# EXCERPT PROVIDED
────────────────────────────────────────
This strikes me as something that can be done with an abstraction layer
above and seperate from the physical index (this is in fact what Solr
does) without needing to add any hard constraints on the index itself
(other then those impossed by the abstraction layer)

:   1.  Multiple inheritance on the fields of documents that record the
: sources of each inherited value to support efficient incremental maintenance

I'm sorry, you completely lost me ... can you clarify what you mean?

:   2.  "Record-valued fields" that store facets with values (e.g., time
: and user information for who set that value).  These cannot easily be
: broken into multiple fields because the fields in question are multi-valued.
:   3.  "Join fields" that reference id's of objects stored in separate
: indices (supporting queries that reference the fields in the joined index)

Both of these cases sound like situations where what you really want is
more flexibility in the Fields/Terms that can be associated with a docId
-- in the case of your "Record-valued fields" you want what I can only
think of as "rich terms", hierarchical data that can be queried ... along
the lines of the "FlexibleIndexing" wiki page correct? ... this doesn't
seem like it would require a more concrete Field rules, but i can
certianly see how an added level of abstraction might help.

: Managing these kinds of rich semantic features in query parsing and
: indexing is greatly facilitated by a global field model.  I've built
: this into my app, and then started thinking about benefits in Lucene
: generally from such a model.


So i guess we are on the same page that this kind of thing can be done at
the App level -- what benefits do you see moving them into the Lucene
index level?
────────────────────────────────────────
# RECORD EXCERPTS
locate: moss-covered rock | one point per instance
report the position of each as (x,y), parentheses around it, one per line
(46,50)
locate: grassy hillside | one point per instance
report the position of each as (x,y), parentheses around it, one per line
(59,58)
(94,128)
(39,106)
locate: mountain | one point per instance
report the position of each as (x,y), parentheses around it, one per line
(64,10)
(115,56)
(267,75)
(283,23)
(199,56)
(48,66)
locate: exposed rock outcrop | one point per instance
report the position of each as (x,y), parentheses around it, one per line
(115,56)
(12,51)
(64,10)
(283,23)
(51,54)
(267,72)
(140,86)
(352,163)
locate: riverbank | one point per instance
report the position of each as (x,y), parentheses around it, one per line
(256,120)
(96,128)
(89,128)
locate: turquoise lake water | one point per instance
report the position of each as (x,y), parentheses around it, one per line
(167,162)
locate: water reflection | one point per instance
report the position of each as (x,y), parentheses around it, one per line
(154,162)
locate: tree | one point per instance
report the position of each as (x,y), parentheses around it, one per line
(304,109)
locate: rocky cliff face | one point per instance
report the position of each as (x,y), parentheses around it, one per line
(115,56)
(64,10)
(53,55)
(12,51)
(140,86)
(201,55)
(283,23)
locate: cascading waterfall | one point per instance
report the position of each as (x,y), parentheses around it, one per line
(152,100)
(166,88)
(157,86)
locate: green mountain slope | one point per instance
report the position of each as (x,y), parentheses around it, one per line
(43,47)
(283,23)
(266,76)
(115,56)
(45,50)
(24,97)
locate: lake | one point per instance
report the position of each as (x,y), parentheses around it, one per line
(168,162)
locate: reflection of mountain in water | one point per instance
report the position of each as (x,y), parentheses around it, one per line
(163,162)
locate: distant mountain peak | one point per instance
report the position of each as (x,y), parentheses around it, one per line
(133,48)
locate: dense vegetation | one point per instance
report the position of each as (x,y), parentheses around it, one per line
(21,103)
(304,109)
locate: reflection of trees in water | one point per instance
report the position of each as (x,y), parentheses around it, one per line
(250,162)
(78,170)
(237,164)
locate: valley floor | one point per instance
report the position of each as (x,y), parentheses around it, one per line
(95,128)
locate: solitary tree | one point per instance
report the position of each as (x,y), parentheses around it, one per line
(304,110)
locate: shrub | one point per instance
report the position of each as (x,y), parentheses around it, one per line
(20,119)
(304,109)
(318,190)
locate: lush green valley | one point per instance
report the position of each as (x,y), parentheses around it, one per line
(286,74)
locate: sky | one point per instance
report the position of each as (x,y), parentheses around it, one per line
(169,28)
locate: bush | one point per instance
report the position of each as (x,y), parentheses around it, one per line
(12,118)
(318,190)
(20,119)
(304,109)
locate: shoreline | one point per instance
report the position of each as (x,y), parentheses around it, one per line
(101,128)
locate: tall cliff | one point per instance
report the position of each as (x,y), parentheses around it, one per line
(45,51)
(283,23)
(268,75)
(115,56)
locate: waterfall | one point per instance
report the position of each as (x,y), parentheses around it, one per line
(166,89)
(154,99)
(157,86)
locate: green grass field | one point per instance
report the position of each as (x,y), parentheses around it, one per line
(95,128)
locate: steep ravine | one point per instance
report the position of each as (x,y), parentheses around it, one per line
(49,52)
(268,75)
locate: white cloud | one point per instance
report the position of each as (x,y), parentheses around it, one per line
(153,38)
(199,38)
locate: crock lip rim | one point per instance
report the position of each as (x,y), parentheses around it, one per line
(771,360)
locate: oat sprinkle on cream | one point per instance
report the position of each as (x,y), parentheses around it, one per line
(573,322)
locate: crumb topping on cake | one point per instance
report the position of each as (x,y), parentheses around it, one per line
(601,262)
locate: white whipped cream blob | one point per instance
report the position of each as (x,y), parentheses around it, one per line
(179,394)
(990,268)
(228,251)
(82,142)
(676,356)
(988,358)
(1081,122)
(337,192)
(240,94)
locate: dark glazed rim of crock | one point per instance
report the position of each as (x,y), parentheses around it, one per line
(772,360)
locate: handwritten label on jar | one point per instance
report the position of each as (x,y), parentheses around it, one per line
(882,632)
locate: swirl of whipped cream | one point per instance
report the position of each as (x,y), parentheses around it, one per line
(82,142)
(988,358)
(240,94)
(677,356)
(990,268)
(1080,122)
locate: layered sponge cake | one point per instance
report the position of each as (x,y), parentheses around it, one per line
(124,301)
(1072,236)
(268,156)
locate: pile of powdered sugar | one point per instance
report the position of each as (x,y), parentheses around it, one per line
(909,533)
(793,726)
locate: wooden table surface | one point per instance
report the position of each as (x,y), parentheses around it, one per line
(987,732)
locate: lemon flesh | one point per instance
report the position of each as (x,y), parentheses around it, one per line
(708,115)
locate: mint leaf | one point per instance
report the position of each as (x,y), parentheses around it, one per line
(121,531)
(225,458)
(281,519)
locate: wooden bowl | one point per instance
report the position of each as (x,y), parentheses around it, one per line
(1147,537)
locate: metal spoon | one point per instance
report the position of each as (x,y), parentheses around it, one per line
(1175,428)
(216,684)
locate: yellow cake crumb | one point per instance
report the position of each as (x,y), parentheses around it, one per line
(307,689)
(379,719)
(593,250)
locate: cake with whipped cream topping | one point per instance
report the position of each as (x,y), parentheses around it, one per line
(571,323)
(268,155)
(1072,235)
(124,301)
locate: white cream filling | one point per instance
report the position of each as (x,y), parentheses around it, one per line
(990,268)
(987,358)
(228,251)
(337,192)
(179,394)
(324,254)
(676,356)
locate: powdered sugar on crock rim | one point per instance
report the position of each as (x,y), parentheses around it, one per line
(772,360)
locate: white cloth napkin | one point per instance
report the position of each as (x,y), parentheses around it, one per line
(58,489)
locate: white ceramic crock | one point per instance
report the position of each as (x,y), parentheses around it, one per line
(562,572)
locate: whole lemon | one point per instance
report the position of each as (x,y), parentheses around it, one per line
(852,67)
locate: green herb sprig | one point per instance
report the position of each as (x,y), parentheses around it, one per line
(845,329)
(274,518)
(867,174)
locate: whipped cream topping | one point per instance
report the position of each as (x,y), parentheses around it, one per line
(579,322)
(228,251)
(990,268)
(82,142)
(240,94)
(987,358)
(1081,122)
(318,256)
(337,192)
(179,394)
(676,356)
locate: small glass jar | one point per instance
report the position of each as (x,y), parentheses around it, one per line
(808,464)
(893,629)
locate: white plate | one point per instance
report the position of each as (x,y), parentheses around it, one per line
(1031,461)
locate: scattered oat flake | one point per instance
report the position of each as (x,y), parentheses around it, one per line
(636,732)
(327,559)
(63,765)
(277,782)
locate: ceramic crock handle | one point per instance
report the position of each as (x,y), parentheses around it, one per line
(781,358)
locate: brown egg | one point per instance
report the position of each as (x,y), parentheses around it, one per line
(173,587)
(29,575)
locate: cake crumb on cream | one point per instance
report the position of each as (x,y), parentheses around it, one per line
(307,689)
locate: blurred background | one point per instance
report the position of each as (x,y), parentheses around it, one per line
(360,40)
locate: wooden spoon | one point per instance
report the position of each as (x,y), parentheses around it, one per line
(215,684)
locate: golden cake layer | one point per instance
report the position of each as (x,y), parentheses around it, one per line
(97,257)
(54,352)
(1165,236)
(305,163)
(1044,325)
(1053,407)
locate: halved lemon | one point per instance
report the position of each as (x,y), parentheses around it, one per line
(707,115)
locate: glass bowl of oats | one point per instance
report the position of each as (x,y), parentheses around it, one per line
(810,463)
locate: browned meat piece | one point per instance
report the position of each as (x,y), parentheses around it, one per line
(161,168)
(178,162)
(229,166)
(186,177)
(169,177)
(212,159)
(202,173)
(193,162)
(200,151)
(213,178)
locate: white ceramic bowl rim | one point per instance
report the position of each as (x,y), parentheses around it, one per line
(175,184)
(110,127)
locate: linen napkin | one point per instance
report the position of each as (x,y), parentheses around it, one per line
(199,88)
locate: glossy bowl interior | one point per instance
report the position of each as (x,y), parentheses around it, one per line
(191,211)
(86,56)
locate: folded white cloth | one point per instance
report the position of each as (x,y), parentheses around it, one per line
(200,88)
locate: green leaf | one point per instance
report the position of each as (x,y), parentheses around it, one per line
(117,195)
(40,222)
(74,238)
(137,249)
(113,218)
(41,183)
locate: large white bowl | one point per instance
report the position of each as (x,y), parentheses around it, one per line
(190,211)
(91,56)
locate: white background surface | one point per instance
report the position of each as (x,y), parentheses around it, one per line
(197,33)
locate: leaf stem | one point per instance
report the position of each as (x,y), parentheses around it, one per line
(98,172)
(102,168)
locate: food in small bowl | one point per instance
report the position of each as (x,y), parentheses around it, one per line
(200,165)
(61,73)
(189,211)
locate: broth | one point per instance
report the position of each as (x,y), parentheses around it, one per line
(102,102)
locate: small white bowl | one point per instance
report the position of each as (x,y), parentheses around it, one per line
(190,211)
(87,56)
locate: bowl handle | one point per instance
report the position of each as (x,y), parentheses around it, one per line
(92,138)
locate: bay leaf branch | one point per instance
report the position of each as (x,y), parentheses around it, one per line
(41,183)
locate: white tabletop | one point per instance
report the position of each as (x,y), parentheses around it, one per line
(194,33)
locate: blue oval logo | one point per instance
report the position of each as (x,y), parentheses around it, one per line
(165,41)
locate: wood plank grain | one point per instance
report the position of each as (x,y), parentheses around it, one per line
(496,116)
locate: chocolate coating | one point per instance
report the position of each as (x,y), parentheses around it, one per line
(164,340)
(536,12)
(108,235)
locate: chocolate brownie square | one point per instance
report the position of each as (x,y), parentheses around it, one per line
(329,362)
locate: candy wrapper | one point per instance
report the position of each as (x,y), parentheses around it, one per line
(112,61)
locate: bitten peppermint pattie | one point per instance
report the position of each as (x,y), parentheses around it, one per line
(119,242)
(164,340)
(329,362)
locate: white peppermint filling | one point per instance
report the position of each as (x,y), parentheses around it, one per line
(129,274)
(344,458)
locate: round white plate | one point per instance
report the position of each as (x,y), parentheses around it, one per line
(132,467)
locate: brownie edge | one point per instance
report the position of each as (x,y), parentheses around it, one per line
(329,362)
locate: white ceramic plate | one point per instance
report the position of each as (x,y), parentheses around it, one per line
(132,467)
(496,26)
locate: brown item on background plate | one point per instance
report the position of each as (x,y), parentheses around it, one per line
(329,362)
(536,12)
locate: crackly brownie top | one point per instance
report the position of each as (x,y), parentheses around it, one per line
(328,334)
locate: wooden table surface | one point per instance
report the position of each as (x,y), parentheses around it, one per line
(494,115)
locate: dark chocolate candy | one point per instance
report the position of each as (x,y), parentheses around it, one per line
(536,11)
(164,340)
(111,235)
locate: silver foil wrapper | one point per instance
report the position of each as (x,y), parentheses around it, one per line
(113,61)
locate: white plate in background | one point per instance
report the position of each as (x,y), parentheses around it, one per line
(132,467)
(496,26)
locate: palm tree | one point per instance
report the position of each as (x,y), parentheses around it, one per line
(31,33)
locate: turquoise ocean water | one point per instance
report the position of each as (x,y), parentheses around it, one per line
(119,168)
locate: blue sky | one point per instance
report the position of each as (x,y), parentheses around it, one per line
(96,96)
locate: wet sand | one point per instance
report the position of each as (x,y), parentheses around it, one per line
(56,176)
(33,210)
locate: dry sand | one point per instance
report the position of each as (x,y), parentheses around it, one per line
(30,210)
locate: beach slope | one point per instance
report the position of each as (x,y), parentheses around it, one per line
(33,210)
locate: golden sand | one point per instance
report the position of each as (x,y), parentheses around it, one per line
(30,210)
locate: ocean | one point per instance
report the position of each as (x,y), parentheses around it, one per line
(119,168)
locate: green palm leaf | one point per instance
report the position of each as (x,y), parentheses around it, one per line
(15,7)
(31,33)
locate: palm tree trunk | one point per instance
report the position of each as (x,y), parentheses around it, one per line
────────────────────────────────────────
# SET OF TASKS
[a] Reproduce word for word the part of the Lucene discussion that opens with the words containing "This strikes me" and closes with "what you mean?".
[b] Carry on writing the Lucene field-model discussion from its final sentence.
The items stand apart from the Lucene discussion and are unrelated to it.

# THE ANSWERS
[a]
This strikes me as something that can be done with an abstraction layer
above and seperate from the physical index (this is in fact what Solr
does) without needing to add any hard constraints on the index itself
(other then those impossed by the abstraction layer)

:   1.  Multiple inheritance on the fields of documents that record the
: sources of each inherited value to support efficient incremental maintenance

I'm sorry, you completely lost me ... can you clarify what you mean?

[b]
(I imagine it making the most sense as a contrib-ish auxillary API that
developers can use when they don't need the full flexibility the low level
API allows ... but it sounds like you think there are functional benefits
to it being a first order concept in the Lucene API?)

: Yes.  Here is (an elaboration of) the "global model with exceptions"
: idea we reached:

if there can be exceptions then there can't be any hard constraints in the
data store, correct? ... so an implimentation like this could be a higher
level API?

: >   docA.add(new Field(f, "bar", Store.YES, Index.UN_TOKENIZED)):
: >   docA.add(new Field(f, "foo", Store.NO,  Index.TOKENIZED)):
: >
: >   docB.add(new Field(f, "x y", Store.YES, Index.TOKENIZED)):
: >   docB.add(new Field(f, "z",   Store.NO,  Index.UN_TOKENIZED)):

: Hoss, do you have a use case requiring Store and Index variance like this?

Not to that extreme, but i have certainly encountered situations where
storing a single value while indexing multiple values was needed -- this
is something Solr's schema can't handle actually, and we had to work
arround it by using two fields.  I've also seen situations where it would
make a lot of sense to not only do that with one doc, but to also indexing
a single value and storing multiple values in a different doc.